▶ [Your objective] Set all the entries down again, unaltered.

▶ [Input data]
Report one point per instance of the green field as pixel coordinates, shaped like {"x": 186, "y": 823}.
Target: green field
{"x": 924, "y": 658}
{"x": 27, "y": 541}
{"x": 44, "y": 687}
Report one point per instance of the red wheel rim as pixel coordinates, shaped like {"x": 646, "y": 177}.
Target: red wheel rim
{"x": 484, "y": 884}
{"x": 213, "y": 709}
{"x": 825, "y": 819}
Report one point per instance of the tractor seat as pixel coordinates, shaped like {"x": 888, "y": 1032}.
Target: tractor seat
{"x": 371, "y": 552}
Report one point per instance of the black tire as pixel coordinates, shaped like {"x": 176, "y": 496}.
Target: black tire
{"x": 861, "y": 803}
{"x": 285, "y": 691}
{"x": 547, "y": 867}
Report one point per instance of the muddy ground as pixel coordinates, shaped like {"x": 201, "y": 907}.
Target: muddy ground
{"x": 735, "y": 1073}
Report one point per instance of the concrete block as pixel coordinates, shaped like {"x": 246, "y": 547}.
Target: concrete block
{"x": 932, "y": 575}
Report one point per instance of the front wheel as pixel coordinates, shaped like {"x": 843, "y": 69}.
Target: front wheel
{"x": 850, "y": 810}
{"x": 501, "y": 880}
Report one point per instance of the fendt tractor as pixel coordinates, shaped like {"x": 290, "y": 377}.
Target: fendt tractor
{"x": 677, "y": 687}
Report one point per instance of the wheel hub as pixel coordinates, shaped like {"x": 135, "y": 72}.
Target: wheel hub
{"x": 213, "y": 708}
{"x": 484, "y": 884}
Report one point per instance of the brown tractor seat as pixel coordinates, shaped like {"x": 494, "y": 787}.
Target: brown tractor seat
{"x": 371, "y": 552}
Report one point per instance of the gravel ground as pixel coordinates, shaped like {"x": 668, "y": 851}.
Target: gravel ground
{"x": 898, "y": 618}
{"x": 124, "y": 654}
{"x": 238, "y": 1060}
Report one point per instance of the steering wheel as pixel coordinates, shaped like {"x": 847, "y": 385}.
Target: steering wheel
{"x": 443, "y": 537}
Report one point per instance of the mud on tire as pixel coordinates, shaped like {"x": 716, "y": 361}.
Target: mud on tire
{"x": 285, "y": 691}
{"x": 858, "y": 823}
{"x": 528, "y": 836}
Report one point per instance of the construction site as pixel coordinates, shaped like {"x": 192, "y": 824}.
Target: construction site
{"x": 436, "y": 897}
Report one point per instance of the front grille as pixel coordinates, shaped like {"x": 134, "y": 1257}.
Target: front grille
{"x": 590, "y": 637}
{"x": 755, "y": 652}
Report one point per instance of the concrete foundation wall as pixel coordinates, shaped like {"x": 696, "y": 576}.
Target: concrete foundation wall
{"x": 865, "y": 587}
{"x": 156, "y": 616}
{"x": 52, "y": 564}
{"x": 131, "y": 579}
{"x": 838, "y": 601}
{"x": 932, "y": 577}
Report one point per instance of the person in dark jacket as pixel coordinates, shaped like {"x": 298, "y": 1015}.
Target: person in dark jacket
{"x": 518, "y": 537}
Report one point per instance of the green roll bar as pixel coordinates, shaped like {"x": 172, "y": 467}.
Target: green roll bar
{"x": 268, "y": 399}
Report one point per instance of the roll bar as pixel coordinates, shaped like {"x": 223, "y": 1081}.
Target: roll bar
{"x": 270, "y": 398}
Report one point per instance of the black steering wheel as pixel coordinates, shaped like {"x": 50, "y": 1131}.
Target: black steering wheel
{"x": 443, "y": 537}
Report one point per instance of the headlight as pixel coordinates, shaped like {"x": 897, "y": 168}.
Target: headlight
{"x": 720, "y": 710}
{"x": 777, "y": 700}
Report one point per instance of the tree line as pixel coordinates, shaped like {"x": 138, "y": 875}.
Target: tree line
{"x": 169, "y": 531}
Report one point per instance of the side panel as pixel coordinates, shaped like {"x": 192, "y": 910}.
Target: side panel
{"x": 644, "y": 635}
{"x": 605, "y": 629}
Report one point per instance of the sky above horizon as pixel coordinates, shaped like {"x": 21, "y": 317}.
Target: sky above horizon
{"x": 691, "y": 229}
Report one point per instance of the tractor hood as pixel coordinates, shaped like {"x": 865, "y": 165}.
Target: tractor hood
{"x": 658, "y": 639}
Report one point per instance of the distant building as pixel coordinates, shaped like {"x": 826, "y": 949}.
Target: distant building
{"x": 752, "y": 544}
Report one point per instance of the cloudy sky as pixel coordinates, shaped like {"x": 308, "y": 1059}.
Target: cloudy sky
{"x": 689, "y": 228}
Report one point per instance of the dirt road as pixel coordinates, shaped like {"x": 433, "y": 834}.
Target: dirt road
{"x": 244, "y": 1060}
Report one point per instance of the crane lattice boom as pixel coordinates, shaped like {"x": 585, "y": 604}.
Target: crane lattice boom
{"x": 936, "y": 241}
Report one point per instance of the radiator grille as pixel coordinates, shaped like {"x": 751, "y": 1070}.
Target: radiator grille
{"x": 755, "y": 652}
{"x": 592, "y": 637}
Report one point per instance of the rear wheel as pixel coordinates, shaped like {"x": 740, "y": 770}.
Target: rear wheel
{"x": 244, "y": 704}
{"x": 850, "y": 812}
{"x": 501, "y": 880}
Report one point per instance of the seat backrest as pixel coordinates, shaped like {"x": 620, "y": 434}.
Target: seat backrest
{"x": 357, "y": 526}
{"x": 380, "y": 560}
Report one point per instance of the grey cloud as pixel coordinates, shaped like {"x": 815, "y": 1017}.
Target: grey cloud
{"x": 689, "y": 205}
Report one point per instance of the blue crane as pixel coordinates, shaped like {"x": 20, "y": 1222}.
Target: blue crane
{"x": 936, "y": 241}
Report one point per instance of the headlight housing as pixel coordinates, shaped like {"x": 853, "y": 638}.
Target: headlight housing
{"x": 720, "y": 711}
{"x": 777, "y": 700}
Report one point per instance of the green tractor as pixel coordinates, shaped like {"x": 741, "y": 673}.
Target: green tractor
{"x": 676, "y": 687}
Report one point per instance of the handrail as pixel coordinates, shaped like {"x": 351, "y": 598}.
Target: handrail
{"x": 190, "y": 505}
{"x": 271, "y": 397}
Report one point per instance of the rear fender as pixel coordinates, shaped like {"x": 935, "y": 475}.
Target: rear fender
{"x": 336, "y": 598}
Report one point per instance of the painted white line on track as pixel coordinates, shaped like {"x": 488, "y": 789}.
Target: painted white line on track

▶ [Finished exercise]
Report one point per instance of the green field as pixel coordinates, shaped like {"x": 186, "y": 823}.
Target: green field
{"x": 924, "y": 658}
{"x": 27, "y": 541}
{"x": 44, "y": 687}
Report one point per instance of the red wheel rim as pixel coordinates, shaped like {"x": 646, "y": 177}.
Target: red wheel rim
{"x": 484, "y": 884}
{"x": 213, "y": 709}
{"x": 825, "y": 819}
Report one point per instance of the tractor seat as pixel coordinates, shaped like {"x": 888, "y": 1032}.
Target: tractor seat
{"x": 371, "y": 552}
Report one point per instance of the black tire as pixel coordinates, shaped like {"x": 176, "y": 496}.
Target: black tire
{"x": 861, "y": 803}
{"x": 285, "y": 691}
{"x": 547, "y": 867}
Report one point per instance of the muddy ground as pixel coordinates, shaped like {"x": 201, "y": 907}.
Target: muddy ground
{"x": 735, "y": 1073}
Report one point per instance of the concrete block as pixel coordinates, shaped like {"x": 246, "y": 547}.
Target: concrete block
{"x": 932, "y": 575}
Report one point per instance of the front wheel as pixel coordinates, shaped like {"x": 843, "y": 69}.
Target: front wheel
{"x": 850, "y": 810}
{"x": 501, "y": 880}
Report one point per instance of the fendt tractor as pixel coordinates, shaped like {"x": 290, "y": 377}.
Target: fendt tractor
{"x": 677, "y": 687}
Report one point per instance of the wheel hub as pixel coordinates, shaped like {"x": 135, "y": 72}.
Target: wheel hub
{"x": 213, "y": 708}
{"x": 484, "y": 884}
Report one point per instance of the brown tractor seat as pixel coordinates, shaped like {"x": 494, "y": 787}.
Target: brown tractor seat
{"x": 371, "y": 552}
Report one point per instance of the gravel ground as pixel coordinates, shaped like {"x": 668, "y": 851}.
Target: gravel ground
{"x": 898, "y": 618}
{"x": 124, "y": 654}
{"x": 238, "y": 1060}
Report one point per instance of the steering wheel as pixel coordinates, shaped like {"x": 847, "y": 385}.
Target: steering wheel
{"x": 443, "y": 537}
Report one point per instance of the mud on tire as pixel coordinates, shaped like {"x": 716, "y": 361}.
Target: mud on tire
{"x": 285, "y": 691}
{"x": 858, "y": 823}
{"x": 528, "y": 836}
Report one point per instance of the construction site as pixel coordinates, shaped like {"x": 192, "y": 824}.
Target: construction site
{"x": 436, "y": 897}
Report one point per instance of the front grille as pixel coordinates, shaped like {"x": 134, "y": 1257}.
Target: front grille
{"x": 590, "y": 637}
{"x": 755, "y": 652}
Report one point per instance of the concrete foundation wall as pixel coordinates, shaped like {"x": 696, "y": 576}.
Target: concrete foundation wall
{"x": 865, "y": 587}
{"x": 156, "y": 616}
{"x": 52, "y": 564}
{"x": 131, "y": 579}
{"x": 838, "y": 601}
{"x": 932, "y": 577}
Report one point per instance of the person in dark jacket as pixel coordinates, shaped like {"x": 298, "y": 1015}.
Target: person in dark jacket
{"x": 518, "y": 537}
Report one point per instance of the green roll bar as pixel coordinates, shaped like {"x": 172, "y": 467}.
Target: green roll bar
{"x": 268, "y": 399}
Report one point per instance of the roll bar as pixel coordinates, shaped like {"x": 223, "y": 1081}.
Target: roll bar
{"x": 270, "y": 398}
Report one point per instance of the black steering wheel as pixel coordinates, shaped like {"x": 50, "y": 1131}.
Target: black steering wheel
{"x": 443, "y": 537}
Report one point per instance of the headlight as pixel coordinates, shaped like {"x": 897, "y": 168}.
Target: headlight
{"x": 720, "y": 710}
{"x": 777, "y": 700}
Report one point per instance of the tree line as pixel coordinates, shaped like {"x": 138, "y": 875}.
Target: tree line
{"x": 169, "y": 531}
Report one point per instance of the side panel as pixel coordinates, shaped like {"x": 192, "y": 910}.
Target: side panel
{"x": 644, "y": 635}
{"x": 605, "y": 629}
Report one point per instance of the sky above horizon as pixel coordinates, shaped like {"x": 21, "y": 317}.
Target: sky above horizon
{"x": 691, "y": 229}
Report one point per instance of the tractor hood as pixel coordinates, shaped like {"x": 865, "y": 165}.
Target: tractor hood
{"x": 658, "y": 639}
Report one point per instance of the distant building as pixel coordinates, shaped like {"x": 826, "y": 949}.
Target: distant building
{"x": 752, "y": 544}
Report one point per instance of the cloudy sky as pixel coordinates, shaped like {"x": 308, "y": 1059}.
Target: cloudy sky
{"x": 689, "y": 228}
Report one point per instance of the dirt road as pixel coordinates, shaped like {"x": 433, "y": 834}.
Target: dirt road
{"x": 244, "y": 1060}
Report one point per instance of the crane lattice boom as pixel coordinates, shaped like {"x": 585, "y": 604}.
Target: crane lattice boom
{"x": 936, "y": 241}
Report one point per instance of the radiator grille as pixel coordinates, shaped like {"x": 751, "y": 1070}.
Target: radiator grille
{"x": 755, "y": 652}
{"x": 592, "y": 637}
Report one point per instance of the rear wheel as pixel coordinates, shaped like {"x": 740, "y": 770}.
Target: rear wheel
{"x": 244, "y": 704}
{"x": 850, "y": 812}
{"x": 501, "y": 880}
Report one point per instance of the seat backrest as pixel coordinates, shaped like {"x": 620, "y": 434}.
Target: seat backrest
{"x": 357, "y": 526}
{"x": 380, "y": 560}
Report one point per instance of the grey cloud as pixel coordinates, shaped like {"x": 815, "y": 1017}.
Target: grey cloud
{"x": 689, "y": 205}
Report one point per instance of the blue crane as pixel coordinates, shaped like {"x": 20, "y": 1222}.
Target: blue crane
{"x": 936, "y": 241}
Report one point per instance of the headlight housing as pixel coordinates, shaped like {"x": 853, "y": 638}.
Target: headlight housing
{"x": 720, "y": 711}
{"x": 777, "y": 700}
Report one point per instance of the green tractor as pixel coordinates, shaped like {"x": 741, "y": 673}.
Target: green tractor
{"x": 676, "y": 687}
Report one point per instance of the handrail as pixel coordinates, shaped like {"x": 351, "y": 598}.
Target: handrail
{"x": 190, "y": 505}
{"x": 271, "y": 397}
Report one point per instance of the rear fender as pixel coordinates, shaped like {"x": 935, "y": 475}.
Target: rear fender
{"x": 336, "y": 598}
Report one point per instance of the painted white line on track as pixel coordinates, shaped like {"x": 488, "y": 789}.
Target: painted white line on track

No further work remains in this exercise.